Records from a dataset:
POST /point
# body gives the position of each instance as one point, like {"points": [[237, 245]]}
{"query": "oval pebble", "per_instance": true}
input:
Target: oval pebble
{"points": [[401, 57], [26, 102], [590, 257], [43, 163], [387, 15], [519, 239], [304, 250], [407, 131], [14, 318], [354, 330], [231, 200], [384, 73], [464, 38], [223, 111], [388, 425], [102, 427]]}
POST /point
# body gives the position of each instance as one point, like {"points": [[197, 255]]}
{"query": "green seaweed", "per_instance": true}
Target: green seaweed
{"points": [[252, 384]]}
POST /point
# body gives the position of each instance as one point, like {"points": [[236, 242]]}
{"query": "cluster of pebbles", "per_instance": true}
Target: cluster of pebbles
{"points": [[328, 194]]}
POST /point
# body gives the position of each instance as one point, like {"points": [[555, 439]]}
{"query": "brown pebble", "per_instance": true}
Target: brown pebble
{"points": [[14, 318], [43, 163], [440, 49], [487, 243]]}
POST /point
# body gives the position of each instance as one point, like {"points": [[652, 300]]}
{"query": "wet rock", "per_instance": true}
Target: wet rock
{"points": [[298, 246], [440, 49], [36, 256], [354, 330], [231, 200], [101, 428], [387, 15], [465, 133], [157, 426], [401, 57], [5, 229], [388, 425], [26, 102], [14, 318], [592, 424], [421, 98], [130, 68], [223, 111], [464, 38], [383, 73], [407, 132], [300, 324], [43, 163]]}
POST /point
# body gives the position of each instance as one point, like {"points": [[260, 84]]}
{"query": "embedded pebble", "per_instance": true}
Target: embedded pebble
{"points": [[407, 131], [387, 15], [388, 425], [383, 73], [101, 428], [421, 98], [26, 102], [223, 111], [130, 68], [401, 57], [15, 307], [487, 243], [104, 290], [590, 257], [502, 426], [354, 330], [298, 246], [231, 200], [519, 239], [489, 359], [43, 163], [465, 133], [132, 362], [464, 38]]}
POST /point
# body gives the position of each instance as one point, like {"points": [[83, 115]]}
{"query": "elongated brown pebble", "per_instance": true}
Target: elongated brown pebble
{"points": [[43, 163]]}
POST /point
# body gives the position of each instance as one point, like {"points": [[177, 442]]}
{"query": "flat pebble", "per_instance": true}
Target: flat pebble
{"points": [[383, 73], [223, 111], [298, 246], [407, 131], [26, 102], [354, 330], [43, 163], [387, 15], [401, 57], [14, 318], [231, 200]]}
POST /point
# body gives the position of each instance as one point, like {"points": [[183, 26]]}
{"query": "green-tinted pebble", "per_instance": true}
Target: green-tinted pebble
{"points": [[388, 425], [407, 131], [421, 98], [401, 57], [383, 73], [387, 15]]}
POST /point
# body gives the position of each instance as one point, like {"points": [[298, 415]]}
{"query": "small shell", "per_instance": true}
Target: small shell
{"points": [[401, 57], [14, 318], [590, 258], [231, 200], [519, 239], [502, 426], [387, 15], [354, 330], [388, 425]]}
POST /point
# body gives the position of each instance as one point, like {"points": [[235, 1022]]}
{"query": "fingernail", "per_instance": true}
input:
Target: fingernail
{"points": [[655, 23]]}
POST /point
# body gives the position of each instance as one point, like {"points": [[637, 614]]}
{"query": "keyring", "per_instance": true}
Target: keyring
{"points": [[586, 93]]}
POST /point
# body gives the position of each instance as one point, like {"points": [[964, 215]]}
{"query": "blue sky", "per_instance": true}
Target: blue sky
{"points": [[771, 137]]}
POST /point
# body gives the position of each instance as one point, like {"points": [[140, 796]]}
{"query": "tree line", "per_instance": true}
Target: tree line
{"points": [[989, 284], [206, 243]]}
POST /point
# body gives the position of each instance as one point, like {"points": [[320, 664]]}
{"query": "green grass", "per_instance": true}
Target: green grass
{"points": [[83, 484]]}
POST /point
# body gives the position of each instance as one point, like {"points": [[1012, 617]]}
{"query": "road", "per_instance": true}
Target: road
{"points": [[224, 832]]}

Problem description: Which of the lines above contain the word "road"? Extract each of those lines.

Right answer:
{"query": "road", "per_instance": true}
Target: road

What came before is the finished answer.